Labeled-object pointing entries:
= = = = =
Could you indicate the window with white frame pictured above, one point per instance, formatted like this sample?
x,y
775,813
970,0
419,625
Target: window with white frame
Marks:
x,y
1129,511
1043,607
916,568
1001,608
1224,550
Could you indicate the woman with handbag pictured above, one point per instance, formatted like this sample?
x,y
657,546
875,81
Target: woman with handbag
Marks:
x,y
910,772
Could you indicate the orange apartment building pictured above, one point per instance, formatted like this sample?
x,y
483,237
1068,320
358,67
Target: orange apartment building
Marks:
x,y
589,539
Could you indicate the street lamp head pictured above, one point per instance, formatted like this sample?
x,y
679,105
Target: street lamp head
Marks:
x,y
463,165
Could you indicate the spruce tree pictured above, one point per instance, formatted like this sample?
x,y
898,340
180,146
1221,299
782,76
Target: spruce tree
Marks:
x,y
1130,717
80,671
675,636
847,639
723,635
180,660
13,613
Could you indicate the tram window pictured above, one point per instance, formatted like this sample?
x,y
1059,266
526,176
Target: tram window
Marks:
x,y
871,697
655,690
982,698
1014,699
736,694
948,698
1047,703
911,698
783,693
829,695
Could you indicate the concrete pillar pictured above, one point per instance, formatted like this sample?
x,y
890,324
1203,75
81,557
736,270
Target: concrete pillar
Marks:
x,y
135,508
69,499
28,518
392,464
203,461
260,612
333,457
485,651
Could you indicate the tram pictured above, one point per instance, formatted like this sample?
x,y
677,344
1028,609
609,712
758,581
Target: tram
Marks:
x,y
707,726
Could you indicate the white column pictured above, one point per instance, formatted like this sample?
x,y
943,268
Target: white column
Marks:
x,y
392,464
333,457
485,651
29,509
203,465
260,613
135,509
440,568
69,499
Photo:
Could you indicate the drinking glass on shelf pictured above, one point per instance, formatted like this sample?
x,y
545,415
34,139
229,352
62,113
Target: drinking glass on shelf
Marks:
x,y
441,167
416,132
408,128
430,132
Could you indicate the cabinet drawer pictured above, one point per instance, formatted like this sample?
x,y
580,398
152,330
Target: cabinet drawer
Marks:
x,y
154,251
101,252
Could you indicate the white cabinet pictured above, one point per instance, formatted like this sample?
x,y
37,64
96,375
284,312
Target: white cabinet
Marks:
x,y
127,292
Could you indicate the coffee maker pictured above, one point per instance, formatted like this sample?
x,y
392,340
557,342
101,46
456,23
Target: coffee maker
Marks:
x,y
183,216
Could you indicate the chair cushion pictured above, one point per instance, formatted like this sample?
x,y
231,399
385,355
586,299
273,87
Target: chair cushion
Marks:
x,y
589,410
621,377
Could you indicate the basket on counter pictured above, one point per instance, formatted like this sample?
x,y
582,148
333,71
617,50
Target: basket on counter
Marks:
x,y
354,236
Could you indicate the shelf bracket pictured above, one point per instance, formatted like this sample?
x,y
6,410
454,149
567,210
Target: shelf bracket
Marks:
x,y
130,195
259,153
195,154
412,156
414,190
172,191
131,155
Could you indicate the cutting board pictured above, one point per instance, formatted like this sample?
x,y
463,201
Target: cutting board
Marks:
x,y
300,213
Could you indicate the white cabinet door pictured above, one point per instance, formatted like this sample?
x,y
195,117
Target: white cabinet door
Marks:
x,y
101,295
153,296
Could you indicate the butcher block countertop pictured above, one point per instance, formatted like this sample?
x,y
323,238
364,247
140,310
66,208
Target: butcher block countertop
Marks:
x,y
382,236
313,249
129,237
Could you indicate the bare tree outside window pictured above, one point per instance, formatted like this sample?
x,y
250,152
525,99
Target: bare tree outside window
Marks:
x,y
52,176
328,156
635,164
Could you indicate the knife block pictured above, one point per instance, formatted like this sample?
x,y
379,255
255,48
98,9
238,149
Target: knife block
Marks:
= = = = =
Look above for the line that holds "Could you indicate the white cabinet door", then copy it and each line after it exactly, through the last line of the data.

Output for this exercise:
Could you indicate the white cabinet door pictured above, one point per instance, formatted like this sample?
x,y
195,117
Target: white cabinet door
Marks:
x,y
101,295
153,296
Could you indicate the butcher block countertop pictured above, one point per instance, formatted like this sample?
x,y
323,238
364,247
140,310
66,208
Target: butcher block countertop
Marks:
x,y
382,236
313,249
129,237
Could you indicate the bare tree outside window pictured above, one point per instance, formatted like this sample?
x,y
250,152
525,99
Target: bare tree outside window
Marks:
x,y
52,176
328,156
635,164
Could you indicate the knife block pictured above, one point per instance, formatted like this sample?
x,y
379,255
255,48
98,9
238,149
Target: knife block
Marks:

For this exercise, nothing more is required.